# Task directions
Could you restate word for word every line from the one containing "260L328 272L336 268L329" to the end of the data below, pictures excluded?

# Source records
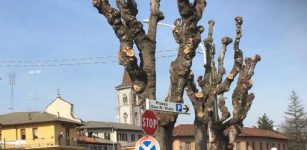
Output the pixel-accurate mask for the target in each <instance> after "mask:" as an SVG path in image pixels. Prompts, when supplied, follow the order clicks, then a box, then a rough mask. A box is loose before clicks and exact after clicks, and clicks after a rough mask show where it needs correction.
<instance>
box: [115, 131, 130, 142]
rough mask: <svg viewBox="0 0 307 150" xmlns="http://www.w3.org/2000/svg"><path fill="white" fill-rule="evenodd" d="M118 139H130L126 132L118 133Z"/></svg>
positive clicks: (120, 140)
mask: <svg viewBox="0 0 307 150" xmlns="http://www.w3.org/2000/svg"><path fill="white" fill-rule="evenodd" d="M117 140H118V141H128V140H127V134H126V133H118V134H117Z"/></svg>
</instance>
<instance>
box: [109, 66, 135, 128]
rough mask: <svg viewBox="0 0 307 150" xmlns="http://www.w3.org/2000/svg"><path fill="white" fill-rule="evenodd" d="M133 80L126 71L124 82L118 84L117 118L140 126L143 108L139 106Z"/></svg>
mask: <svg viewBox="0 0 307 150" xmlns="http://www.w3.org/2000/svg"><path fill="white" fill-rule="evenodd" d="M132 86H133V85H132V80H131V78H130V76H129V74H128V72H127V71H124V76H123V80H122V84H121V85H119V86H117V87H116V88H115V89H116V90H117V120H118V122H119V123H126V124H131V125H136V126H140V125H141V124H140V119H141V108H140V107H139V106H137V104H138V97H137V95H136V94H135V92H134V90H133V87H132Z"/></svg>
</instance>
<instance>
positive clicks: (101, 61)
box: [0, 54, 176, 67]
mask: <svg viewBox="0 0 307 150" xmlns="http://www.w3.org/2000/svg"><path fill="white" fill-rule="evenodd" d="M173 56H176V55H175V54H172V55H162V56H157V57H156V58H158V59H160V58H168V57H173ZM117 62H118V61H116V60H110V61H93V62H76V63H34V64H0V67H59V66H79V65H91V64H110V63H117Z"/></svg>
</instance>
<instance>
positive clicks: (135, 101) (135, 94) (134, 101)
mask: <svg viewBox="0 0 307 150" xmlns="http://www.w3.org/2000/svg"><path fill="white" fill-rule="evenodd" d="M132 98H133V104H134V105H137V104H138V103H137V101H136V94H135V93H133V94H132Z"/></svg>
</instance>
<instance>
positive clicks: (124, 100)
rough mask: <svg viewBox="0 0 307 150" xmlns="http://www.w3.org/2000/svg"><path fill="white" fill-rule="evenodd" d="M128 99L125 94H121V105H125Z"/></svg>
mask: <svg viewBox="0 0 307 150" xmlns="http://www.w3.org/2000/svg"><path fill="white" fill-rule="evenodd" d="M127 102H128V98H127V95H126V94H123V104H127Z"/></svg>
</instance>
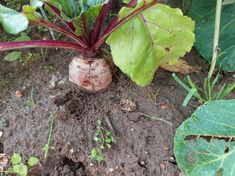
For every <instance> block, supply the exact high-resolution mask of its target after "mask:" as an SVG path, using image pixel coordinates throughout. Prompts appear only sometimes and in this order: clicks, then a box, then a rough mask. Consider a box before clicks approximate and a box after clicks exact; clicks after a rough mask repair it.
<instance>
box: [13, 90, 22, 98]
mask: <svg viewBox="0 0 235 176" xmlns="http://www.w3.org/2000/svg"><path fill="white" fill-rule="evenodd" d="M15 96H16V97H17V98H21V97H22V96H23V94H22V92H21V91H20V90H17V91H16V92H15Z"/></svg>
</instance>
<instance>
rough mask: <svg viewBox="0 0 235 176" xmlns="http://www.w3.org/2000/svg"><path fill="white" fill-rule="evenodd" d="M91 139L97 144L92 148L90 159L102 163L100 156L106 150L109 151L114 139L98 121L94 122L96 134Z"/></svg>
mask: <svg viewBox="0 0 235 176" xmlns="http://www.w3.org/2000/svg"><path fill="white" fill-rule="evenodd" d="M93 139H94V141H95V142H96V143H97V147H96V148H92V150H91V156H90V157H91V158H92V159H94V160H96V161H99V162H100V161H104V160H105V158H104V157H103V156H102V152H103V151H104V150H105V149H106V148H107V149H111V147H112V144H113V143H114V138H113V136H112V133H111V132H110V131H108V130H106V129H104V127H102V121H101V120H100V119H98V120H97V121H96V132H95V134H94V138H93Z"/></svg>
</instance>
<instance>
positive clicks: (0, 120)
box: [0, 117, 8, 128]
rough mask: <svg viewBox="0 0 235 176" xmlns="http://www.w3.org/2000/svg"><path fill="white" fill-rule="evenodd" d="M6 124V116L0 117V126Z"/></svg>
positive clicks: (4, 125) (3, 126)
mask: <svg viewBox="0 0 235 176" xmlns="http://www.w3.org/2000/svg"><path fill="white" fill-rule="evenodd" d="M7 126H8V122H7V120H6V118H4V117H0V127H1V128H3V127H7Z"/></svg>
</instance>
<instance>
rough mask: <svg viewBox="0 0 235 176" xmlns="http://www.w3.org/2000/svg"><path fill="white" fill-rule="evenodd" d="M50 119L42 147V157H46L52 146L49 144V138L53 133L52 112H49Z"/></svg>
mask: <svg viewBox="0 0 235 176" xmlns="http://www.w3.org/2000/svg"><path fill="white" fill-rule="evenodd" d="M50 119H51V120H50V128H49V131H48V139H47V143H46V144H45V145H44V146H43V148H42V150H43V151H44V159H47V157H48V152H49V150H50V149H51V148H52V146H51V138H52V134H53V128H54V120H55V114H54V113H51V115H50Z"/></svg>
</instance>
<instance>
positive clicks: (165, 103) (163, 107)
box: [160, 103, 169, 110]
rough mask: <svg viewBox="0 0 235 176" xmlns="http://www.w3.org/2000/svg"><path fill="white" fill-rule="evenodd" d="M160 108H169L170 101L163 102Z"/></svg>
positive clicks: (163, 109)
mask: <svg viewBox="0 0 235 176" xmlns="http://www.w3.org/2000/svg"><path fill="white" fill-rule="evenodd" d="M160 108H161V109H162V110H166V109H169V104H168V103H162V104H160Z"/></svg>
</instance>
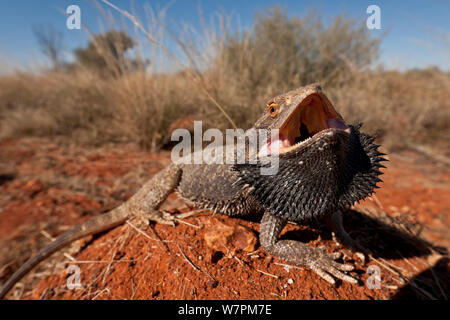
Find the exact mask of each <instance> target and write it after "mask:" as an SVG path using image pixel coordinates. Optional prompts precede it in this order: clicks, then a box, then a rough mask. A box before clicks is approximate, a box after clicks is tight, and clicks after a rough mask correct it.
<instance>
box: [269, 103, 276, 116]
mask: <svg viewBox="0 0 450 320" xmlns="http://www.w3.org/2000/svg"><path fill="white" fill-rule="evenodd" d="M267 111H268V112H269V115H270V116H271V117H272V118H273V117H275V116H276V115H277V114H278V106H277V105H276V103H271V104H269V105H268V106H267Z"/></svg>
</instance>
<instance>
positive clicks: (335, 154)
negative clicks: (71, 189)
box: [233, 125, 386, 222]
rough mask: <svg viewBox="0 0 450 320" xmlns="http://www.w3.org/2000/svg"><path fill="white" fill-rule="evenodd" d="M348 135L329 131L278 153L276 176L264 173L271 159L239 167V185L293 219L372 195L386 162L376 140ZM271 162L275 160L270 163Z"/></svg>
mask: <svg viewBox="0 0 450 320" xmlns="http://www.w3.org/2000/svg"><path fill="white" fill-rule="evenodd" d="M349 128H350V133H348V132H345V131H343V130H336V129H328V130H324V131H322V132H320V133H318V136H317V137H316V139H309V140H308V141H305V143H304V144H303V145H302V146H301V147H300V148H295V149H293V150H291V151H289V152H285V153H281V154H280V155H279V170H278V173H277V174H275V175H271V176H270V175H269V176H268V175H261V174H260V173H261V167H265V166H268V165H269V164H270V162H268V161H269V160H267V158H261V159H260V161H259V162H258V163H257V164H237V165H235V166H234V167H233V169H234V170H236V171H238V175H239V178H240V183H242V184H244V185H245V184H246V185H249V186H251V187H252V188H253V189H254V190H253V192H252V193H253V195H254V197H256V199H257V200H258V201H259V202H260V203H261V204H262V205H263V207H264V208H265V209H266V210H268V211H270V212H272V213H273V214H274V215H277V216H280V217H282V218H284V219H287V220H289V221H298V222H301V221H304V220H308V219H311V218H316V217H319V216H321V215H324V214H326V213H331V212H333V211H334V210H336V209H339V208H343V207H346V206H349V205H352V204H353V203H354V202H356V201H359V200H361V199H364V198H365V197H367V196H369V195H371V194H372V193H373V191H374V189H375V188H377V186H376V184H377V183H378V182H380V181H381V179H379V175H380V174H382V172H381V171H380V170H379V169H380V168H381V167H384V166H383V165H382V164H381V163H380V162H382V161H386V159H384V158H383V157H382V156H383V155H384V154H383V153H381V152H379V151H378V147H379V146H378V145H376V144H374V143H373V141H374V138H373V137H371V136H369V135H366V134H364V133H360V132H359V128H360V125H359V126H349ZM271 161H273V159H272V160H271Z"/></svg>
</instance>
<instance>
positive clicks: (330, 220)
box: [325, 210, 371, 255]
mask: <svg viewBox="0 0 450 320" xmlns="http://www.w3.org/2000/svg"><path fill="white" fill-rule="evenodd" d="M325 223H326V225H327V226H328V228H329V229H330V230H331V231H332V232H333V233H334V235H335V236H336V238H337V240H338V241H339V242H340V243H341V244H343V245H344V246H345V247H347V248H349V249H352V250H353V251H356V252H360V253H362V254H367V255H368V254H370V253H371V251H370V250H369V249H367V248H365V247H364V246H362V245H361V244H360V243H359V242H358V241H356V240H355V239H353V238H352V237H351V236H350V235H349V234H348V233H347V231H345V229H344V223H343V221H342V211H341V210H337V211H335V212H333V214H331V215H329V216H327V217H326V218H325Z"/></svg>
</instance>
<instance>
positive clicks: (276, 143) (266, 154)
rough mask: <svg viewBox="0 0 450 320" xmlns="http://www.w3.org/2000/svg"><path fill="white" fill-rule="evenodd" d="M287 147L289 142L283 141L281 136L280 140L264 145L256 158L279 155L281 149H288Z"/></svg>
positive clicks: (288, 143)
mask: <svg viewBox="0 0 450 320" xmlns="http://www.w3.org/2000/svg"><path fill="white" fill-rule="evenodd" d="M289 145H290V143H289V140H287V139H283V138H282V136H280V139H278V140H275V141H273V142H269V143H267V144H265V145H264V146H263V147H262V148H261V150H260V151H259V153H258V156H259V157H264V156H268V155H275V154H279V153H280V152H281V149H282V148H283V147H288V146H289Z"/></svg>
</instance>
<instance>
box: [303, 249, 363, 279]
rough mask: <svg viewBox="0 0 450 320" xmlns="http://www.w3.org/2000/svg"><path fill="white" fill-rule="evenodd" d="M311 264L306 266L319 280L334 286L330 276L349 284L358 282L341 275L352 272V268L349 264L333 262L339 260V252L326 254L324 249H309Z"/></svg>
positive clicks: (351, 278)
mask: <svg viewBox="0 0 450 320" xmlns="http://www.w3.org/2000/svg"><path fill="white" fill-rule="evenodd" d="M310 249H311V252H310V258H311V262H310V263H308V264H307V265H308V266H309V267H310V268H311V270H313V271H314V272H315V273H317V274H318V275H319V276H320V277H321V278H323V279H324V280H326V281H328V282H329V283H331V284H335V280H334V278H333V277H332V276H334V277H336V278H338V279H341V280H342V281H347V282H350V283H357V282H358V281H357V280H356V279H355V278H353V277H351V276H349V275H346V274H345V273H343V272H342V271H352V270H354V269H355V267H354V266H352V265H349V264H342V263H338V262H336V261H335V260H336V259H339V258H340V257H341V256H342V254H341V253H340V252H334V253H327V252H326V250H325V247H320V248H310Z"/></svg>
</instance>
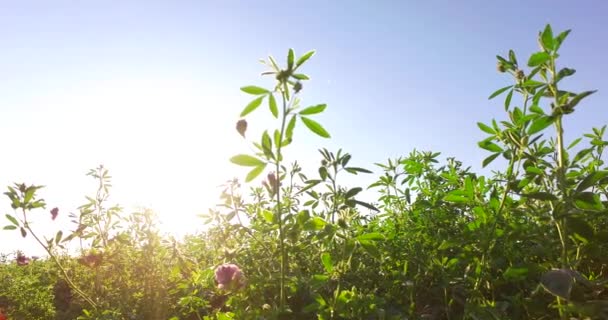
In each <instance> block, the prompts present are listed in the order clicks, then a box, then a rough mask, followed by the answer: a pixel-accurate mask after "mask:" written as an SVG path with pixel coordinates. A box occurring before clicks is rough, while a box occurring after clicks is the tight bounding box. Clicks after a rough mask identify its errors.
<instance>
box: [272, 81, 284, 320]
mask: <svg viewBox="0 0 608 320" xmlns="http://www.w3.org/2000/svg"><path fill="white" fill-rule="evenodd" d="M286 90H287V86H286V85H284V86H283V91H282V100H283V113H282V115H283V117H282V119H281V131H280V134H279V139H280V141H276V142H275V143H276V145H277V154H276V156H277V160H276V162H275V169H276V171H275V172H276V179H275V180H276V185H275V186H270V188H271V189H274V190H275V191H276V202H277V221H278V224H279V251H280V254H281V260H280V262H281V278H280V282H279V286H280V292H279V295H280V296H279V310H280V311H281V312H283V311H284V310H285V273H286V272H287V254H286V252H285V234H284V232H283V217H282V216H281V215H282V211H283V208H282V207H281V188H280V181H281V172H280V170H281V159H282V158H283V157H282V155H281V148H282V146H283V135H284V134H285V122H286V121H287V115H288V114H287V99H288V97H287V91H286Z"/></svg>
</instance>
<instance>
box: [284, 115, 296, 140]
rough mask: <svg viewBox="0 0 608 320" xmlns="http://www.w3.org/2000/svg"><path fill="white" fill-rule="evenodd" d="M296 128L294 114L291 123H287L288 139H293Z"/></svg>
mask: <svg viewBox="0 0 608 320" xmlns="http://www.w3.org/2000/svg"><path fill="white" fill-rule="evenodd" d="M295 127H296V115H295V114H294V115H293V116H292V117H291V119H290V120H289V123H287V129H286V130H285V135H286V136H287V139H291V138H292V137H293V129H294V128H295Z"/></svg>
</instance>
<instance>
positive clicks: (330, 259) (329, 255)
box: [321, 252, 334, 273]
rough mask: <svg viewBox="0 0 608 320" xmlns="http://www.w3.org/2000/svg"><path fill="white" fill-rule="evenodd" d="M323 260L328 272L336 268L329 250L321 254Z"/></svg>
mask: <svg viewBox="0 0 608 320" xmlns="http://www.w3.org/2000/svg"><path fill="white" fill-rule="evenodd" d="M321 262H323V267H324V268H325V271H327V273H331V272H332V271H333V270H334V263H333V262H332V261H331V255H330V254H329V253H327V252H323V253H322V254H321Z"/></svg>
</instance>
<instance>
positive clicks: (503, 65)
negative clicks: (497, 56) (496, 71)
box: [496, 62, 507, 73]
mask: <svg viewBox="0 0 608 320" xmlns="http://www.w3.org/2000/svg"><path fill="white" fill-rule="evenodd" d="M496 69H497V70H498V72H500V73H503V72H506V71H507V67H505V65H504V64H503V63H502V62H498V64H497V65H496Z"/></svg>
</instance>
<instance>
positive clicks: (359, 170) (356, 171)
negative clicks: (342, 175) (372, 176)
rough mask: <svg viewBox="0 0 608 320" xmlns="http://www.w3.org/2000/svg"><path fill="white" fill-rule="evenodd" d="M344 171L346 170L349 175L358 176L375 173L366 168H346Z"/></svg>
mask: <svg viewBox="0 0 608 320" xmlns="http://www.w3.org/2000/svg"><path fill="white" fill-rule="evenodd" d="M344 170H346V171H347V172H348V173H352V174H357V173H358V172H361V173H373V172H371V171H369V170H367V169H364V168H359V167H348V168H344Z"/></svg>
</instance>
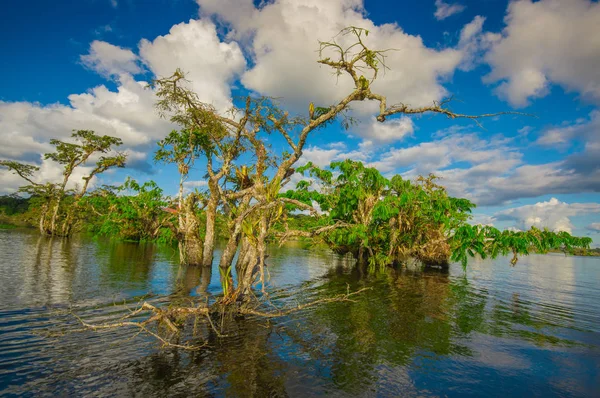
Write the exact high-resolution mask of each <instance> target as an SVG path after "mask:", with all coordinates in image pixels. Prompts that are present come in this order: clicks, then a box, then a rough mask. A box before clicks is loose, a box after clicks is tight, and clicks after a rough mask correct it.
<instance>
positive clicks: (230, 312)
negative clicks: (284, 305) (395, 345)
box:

# Finished task
rough mask: <svg viewBox="0 0 608 320" xmlns="http://www.w3.org/2000/svg"><path fill="white" fill-rule="evenodd" d="M323 260L328 272L336 268L329 250L321 254Z"/></svg>
mask: <svg viewBox="0 0 608 320" xmlns="http://www.w3.org/2000/svg"><path fill="white" fill-rule="evenodd" d="M321 262H323V267H324V268H325V271H327V273H331V272H332V271H333V270H334V263H333V262H332V261H331V255H330V254H329V253H327V252H323V253H322V254H321Z"/></svg>
</instance>
<instance>
positive clicks: (503, 65)
negative clicks: (497, 56) (496, 71)
box: [496, 62, 507, 73]
mask: <svg viewBox="0 0 608 320" xmlns="http://www.w3.org/2000/svg"><path fill="white" fill-rule="evenodd" d="M496 69H497V70H498V72H500V73H503V72H506V71H507V67H505V65H504V64H503V63H502V62H498V64H497V65H496Z"/></svg>
</instance>
<instance>
positive clicks: (359, 170) (356, 171)
negative clicks: (342, 175) (372, 176)
rough mask: <svg viewBox="0 0 608 320" xmlns="http://www.w3.org/2000/svg"><path fill="white" fill-rule="evenodd" d="M344 171L346 170L349 175L358 176L375 173L366 168H346Z"/></svg>
mask: <svg viewBox="0 0 608 320" xmlns="http://www.w3.org/2000/svg"><path fill="white" fill-rule="evenodd" d="M344 170H346V171H347V172H348V173H352V174H357V173H358V172H361V173H373V172H371V171H369V170H367V169H364V168H359V167H348V168H344Z"/></svg>
</instance>
Write the exact high-resolution mask of each <instance> target as an SVG path after "mask:", with all coordinates in image pixels. Prompts that are present come in this order: clicks, then a box, then a rough mask. A box before clicks is loose, a box after clicks is tight, and clicks after a rough mask correct it.
<instance>
positive clicks: (230, 312)
negative clicks: (284, 305) (395, 345)
box:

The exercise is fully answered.